* Records for the task

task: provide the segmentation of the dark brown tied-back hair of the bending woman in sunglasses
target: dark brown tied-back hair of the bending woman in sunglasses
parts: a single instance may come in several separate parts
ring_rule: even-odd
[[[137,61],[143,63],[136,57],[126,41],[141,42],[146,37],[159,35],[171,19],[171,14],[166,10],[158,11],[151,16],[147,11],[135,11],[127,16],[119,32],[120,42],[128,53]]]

==

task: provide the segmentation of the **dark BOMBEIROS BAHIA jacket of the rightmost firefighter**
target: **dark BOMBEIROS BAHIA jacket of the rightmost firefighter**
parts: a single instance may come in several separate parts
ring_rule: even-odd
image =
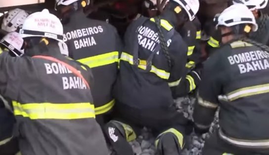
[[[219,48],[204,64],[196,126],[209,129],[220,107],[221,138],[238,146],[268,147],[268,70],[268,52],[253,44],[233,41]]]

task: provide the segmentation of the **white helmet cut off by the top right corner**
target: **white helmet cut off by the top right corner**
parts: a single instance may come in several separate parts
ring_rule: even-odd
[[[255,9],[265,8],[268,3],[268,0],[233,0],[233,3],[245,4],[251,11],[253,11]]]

---

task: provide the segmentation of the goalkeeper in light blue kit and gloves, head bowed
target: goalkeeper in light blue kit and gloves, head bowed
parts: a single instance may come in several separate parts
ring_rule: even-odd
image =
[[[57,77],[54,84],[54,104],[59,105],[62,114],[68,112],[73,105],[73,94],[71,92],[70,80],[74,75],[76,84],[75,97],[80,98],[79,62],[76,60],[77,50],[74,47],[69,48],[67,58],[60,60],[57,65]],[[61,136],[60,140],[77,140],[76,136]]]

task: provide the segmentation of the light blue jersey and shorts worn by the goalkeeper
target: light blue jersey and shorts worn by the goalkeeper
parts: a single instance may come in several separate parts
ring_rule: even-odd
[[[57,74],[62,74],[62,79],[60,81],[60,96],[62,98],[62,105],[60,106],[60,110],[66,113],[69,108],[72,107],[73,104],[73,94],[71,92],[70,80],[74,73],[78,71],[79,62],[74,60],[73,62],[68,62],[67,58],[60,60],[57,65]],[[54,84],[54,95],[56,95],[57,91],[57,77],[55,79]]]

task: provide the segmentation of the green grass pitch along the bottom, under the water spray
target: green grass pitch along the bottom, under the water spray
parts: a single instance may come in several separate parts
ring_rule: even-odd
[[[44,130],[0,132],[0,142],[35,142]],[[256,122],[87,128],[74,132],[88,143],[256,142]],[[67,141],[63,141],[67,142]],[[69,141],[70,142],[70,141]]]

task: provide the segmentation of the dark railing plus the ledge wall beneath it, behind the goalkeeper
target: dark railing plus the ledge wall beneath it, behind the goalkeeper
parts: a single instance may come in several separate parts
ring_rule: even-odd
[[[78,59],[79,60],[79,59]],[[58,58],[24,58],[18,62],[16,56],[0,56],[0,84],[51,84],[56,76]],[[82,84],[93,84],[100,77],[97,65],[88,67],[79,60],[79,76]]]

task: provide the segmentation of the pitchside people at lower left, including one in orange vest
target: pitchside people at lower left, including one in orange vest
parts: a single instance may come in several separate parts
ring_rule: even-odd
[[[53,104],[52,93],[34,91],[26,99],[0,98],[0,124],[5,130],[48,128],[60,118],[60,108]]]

* What to produce
Write out each line of the data that holds the string "white".

* Expected answer
task: provide the segmentation of the **white helmet cut off by the top right corner**
target: **white helmet cut off by the top right corner**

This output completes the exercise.